Few things are subtle in Truth Be Told, an unsettling new series about a journalist and her subject who are both looking for redemption.
Truth Be Told, which becomes available Friday on the new streaming service Apple TV+, revolves around a man who may have been falsely convicted of murder and the reporter who became famous writing about that murder.
Based on Kathleen Barber's novel Are You Sleeping, Truth Be Told gives us an A-list of actors playing characters drawn so boldly that they occasionally teeter on caricature.
It provides plenty of reinforcement both for those skeptical of contemporary journalism and those who argue that despite human flaws, most journalists aim, at the end of the day, for the truth.
Octavia Spencer stars as Poppy Parnell, a long-time print writer who now hosts a successful podcast. She earned her reputation 20 years earlier with an extended profile of Warren Cave, a 17-year-old who was accused and then convicted of murdering his next-door neighbor, a prominent college professor.
The evidence against Cave was modest and circumstantial with one exception: one of the victim's twin daughters, Josie Burhman (Lizzy Caplan), said she was certain she saw Cave leaving the house. That, plus the fact his fingerprints were found in multiple locations around the house, overrode the fact there was no DNA evidence, no murder weapon, and no clear motive.
Parnell's original series played into and possibly helped write that narrative. It was called "Making of a Monster," and for her, it was, as they say, a career-maker.
Now, two decades later, Parnell is faced with a troubling addendum. A videotape of the initial police interview with Josie Burhman shows that when she was first asked whether she saw Warren Cave that night, she hesitates and says she thinks so. She's not sure, a significant contrast to the courtroom witness who said she was "100%" certain he was the one.
So Parnell decides she should revisit the case, partly because she senses there might be an untold story here and partly because she feels a rapidly growing sense of guilt over her original reporting.
Her revisitation plan does not start out well. The surviving Burhmans don't really want to rip open a wound they've never fully closed, and not surprisingly, Cave (Aaron Paul) and his mother Melanie (Elizabeth Perkins) don't have a lot of use for the writer who branded him a monster without so much as a brief nod to presumption of innocence.

(Point-per-instance localization listing)
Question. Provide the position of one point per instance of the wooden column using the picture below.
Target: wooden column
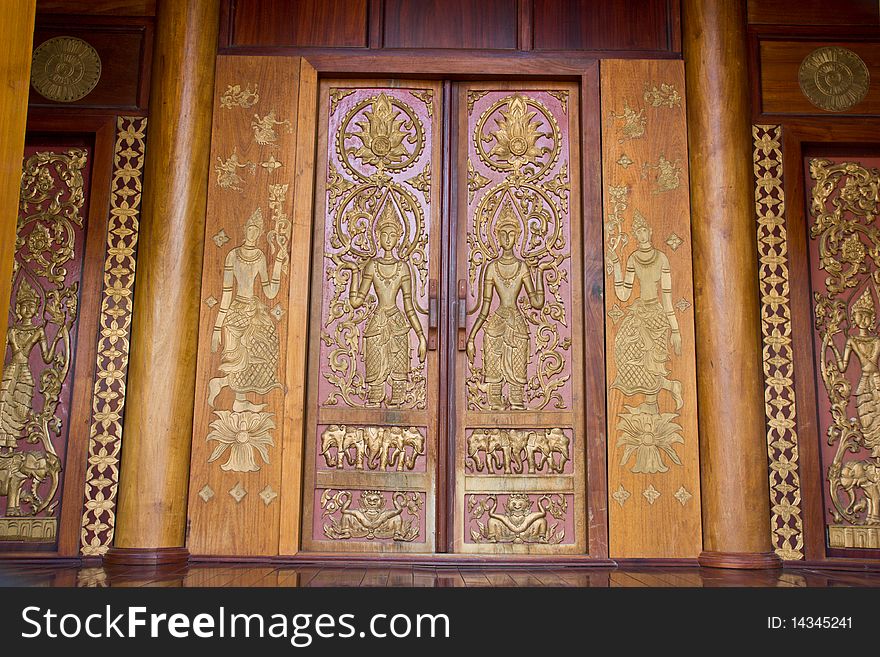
(16, 41)
(733, 450)
(151, 516)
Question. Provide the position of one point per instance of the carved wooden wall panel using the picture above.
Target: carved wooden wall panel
(371, 438)
(845, 283)
(115, 53)
(817, 78)
(653, 451)
(519, 426)
(243, 423)
(41, 341)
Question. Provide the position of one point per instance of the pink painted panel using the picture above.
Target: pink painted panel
(369, 515)
(846, 301)
(42, 328)
(379, 173)
(363, 447)
(528, 452)
(519, 177)
(520, 518)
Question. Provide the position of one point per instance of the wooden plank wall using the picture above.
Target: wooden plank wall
(653, 450)
(236, 491)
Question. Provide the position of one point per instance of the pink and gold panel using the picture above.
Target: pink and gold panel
(844, 255)
(374, 365)
(519, 372)
(35, 393)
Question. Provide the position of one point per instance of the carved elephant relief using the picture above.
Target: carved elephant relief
(16, 469)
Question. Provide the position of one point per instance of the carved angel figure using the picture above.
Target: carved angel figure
(249, 361)
(506, 348)
(866, 346)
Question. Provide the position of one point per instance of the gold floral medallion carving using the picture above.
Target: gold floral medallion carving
(517, 250)
(376, 258)
(373, 518)
(523, 520)
(642, 344)
(844, 207)
(235, 96)
(834, 78)
(65, 69)
(108, 399)
(778, 357)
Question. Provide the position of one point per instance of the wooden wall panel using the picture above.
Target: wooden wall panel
(780, 92)
(653, 450)
(603, 24)
(240, 427)
(328, 23)
(97, 7)
(489, 24)
(814, 12)
(124, 46)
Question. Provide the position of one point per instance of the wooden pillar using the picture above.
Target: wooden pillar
(733, 450)
(151, 516)
(16, 42)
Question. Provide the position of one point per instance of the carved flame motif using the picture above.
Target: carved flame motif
(517, 135)
(381, 135)
(845, 205)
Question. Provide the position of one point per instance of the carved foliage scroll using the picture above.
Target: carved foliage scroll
(845, 258)
(782, 438)
(40, 341)
(519, 253)
(652, 431)
(108, 401)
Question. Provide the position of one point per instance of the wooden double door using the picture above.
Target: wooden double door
(446, 393)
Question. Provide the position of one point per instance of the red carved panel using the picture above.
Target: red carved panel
(37, 383)
(489, 24)
(845, 286)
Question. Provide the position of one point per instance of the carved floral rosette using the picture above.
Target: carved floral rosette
(370, 515)
(40, 340)
(520, 518)
(517, 167)
(378, 173)
(371, 448)
(845, 259)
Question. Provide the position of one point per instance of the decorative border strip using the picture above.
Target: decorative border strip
(786, 524)
(108, 402)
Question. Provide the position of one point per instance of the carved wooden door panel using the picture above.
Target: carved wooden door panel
(519, 430)
(371, 441)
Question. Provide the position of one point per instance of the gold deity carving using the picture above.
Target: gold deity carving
(518, 523)
(845, 203)
(518, 244)
(387, 352)
(371, 520)
(641, 345)
(244, 328)
(376, 259)
(506, 347)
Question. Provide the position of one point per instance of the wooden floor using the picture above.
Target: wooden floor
(226, 575)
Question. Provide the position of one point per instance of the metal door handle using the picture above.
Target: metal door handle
(433, 310)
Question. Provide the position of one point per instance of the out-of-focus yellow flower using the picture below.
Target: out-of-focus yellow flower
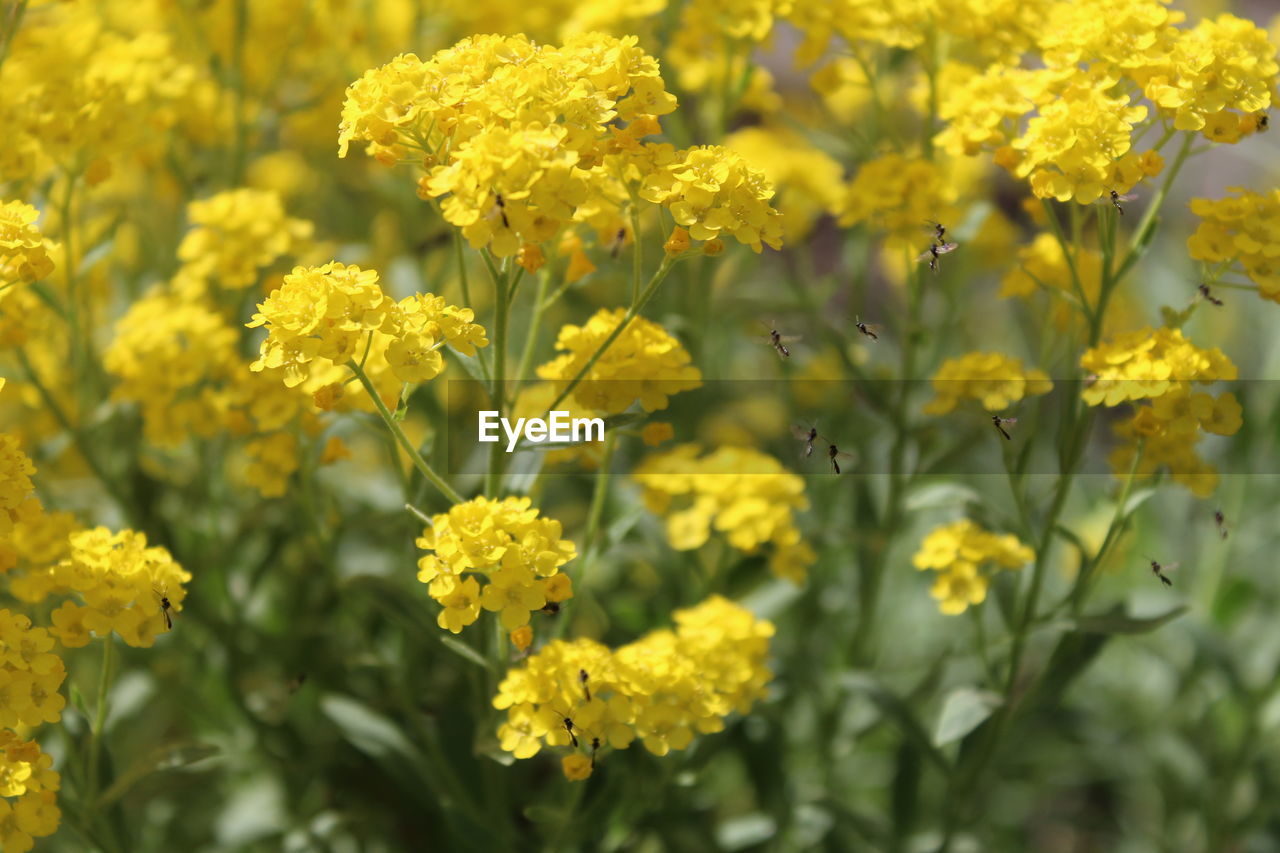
(503, 542)
(993, 379)
(1147, 364)
(743, 493)
(644, 364)
(661, 689)
(960, 552)
(1243, 229)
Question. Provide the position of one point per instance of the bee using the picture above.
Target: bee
(1208, 295)
(996, 420)
(501, 206)
(868, 329)
(808, 434)
(618, 238)
(165, 607)
(1159, 570)
(836, 457)
(933, 252)
(1116, 197)
(778, 341)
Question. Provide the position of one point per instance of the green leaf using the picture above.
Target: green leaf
(1116, 621)
(465, 651)
(964, 710)
(164, 758)
(365, 729)
(892, 707)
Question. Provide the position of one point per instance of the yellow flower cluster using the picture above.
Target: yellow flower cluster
(644, 363)
(740, 492)
(23, 250)
(76, 91)
(1244, 228)
(237, 235)
(327, 313)
(1224, 63)
(662, 689)
(1160, 365)
(993, 379)
(711, 191)
(515, 135)
(807, 179)
(30, 674)
(963, 553)
(1147, 364)
(122, 582)
(28, 785)
(897, 194)
(506, 542)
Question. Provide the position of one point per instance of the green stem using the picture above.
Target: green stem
(95, 744)
(406, 445)
(667, 263)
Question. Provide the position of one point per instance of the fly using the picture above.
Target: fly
(1208, 295)
(836, 457)
(868, 329)
(933, 252)
(808, 434)
(778, 341)
(1159, 570)
(1116, 197)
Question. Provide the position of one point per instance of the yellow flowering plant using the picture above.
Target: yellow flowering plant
(913, 345)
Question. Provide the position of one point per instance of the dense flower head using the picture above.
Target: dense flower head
(1150, 364)
(31, 674)
(321, 316)
(173, 356)
(1165, 434)
(502, 542)
(1243, 229)
(805, 177)
(76, 90)
(644, 364)
(123, 584)
(964, 553)
(661, 689)
(23, 250)
(28, 801)
(1221, 64)
(16, 486)
(513, 136)
(741, 493)
(712, 191)
(237, 235)
(1070, 146)
(996, 381)
(897, 195)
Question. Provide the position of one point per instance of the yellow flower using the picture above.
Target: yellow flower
(504, 542)
(743, 493)
(643, 364)
(993, 379)
(959, 551)
(1244, 231)
(661, 689)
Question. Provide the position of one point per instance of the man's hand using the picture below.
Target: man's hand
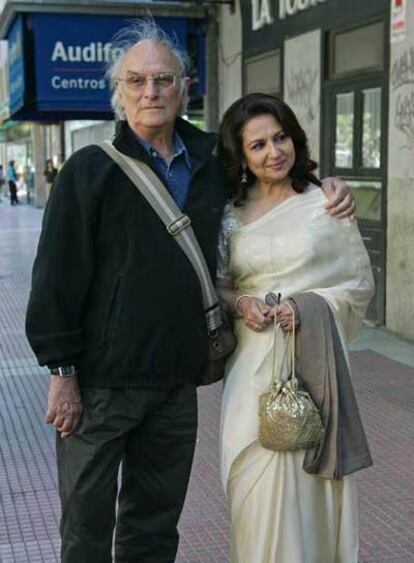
(340, 202)
(64, 407)
(256, 314)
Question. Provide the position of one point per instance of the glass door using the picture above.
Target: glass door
(354, 151)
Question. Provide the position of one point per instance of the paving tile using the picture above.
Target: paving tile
(29, 505)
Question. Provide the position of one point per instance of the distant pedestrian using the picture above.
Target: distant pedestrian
(12, 178)
(50, 174)
(1, 181)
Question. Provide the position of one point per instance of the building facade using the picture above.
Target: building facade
(57, 92)
(346, 68)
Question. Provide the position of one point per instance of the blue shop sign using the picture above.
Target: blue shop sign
(16, 65)
(69, 55)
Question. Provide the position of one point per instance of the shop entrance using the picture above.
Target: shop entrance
(355, 122)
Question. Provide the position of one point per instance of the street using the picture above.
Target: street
(29, 510)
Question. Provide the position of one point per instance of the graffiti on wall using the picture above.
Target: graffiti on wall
(302, 83)
(402, 87)
(302, 88)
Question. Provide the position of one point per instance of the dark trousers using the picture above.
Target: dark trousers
(153, 433)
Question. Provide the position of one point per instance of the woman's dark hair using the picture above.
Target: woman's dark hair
(230, 148)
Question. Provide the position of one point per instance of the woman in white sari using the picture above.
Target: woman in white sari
(277, 237)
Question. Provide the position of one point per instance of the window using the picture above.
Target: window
(371, 128)
(357, 50)
(262, 73)
(344, 130)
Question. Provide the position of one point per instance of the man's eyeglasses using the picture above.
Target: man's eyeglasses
(162, 80)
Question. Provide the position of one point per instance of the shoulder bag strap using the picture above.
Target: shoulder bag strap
(177, 223)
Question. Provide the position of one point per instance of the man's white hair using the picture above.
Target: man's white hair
(141, 30)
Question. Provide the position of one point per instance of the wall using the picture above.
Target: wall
(230, 59)
(302, 84)
(400, 217)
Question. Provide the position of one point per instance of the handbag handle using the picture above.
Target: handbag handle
(275, 379)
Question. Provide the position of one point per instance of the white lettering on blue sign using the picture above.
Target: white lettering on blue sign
(59, 83)
(15, 50)
(261, 14)
(92, 53)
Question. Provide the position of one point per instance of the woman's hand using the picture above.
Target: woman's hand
(255, 313)
(340, 202)
(284, 315)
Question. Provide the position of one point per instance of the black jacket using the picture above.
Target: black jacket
(112, 292)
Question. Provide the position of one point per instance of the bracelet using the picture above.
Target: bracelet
(296, 311)
(237, 302)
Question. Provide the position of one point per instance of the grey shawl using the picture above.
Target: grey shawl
(324, 372)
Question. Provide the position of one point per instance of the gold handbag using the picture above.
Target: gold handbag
(288, 417)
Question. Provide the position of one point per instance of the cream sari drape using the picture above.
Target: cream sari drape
(279, 513)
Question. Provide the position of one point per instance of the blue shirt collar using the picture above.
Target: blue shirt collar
(178, 148)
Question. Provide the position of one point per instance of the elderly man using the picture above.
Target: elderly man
(116, 313)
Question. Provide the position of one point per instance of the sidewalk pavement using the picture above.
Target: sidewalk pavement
(383, 368)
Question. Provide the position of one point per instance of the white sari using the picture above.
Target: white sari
(279, 513)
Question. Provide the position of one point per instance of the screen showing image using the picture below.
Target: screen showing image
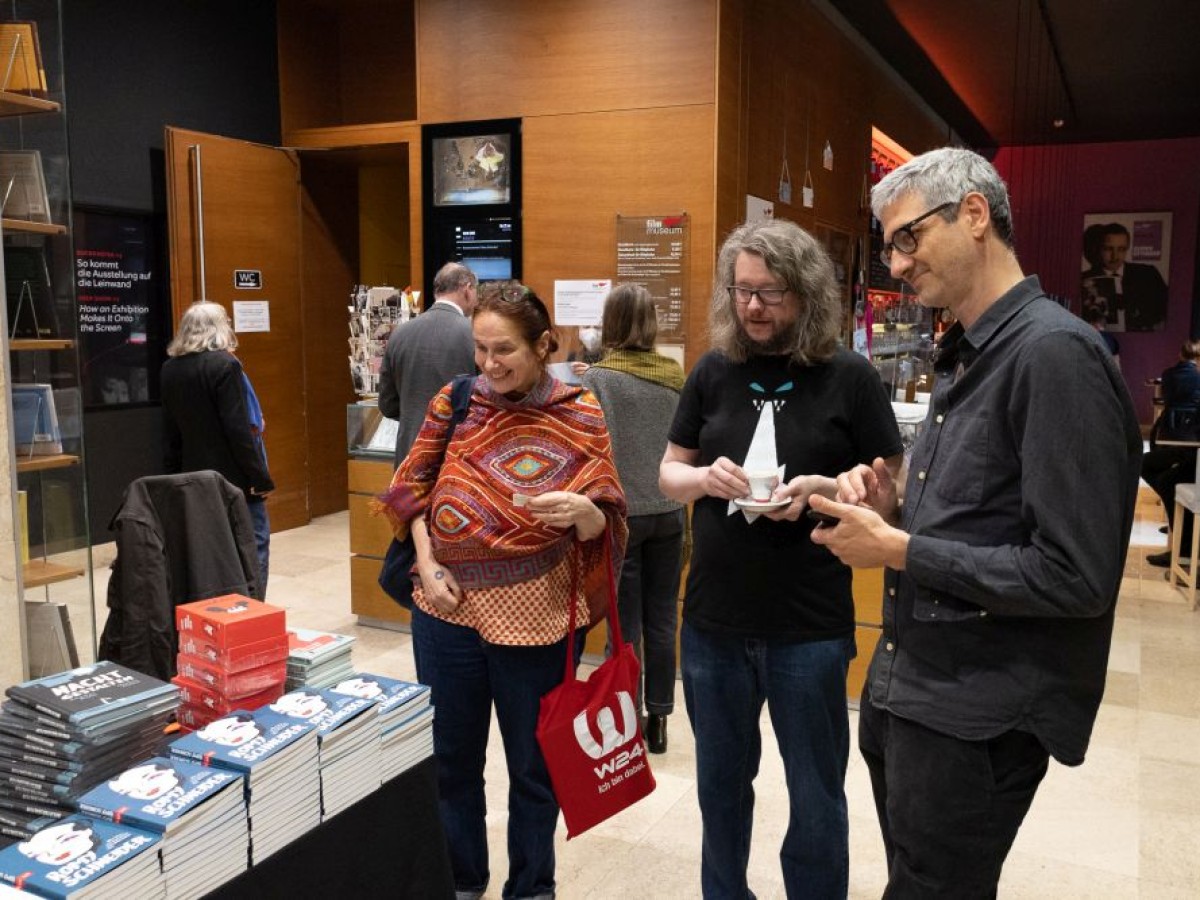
(472, 171)
(485, 246)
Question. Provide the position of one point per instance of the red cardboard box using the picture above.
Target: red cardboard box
(232, 685)
(238, 658)
(231, 621)
(208, 700)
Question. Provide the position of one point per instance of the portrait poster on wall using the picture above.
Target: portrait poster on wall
(1126, 265)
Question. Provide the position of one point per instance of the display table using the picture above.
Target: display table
(387, 845)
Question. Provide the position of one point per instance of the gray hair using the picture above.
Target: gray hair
(451, 277)
(801, 263)
(203, 327)
(947, 175)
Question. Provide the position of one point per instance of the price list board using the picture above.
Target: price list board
(652, 251)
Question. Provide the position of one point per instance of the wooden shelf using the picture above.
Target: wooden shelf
(40, 573)
(22, 105)
(36, 463)
(21, 225)
(41, 343)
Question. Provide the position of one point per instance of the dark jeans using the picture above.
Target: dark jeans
(648, 603)
(1165, 467)
(726, 679)
(949, 809)
(262, 523)
(467, 677)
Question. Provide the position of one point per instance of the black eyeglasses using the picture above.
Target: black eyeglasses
(905, 238)
(767, 297)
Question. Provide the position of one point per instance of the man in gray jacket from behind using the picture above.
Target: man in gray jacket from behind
(427, 352)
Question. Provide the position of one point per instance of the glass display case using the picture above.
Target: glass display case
(49, 556)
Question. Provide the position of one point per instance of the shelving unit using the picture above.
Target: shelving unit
(41, 461)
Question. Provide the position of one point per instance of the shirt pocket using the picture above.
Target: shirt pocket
(961, 459)
(934, 606)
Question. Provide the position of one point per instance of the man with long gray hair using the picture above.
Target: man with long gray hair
(1005, 559)
(768, 616)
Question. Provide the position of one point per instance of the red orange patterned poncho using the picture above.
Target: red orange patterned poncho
(515, 571)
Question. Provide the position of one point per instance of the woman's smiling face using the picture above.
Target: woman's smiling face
(511, 364)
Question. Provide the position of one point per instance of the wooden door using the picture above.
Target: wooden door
(238, 204)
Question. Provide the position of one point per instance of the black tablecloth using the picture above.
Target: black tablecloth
(388, 845)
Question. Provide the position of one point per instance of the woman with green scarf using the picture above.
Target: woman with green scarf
(639, 390)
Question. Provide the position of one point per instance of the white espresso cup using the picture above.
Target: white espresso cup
(762, 484)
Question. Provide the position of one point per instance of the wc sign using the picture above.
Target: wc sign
(247, 279)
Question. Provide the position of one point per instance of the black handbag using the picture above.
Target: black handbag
(395, 576)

Things to do:
**1.** Which actors does the Truth Be Told review name?
**2.** In the Truth Be Told review, what was Poppy Parnell's original series about Warren Cave called?
The listing plays no role here.

Task-by-task outputs:
**1.** Octavia Spencer, Lizzy Caplan, Aaron Paul, Elizabeth Perkins

**2.** "Making of a Monster"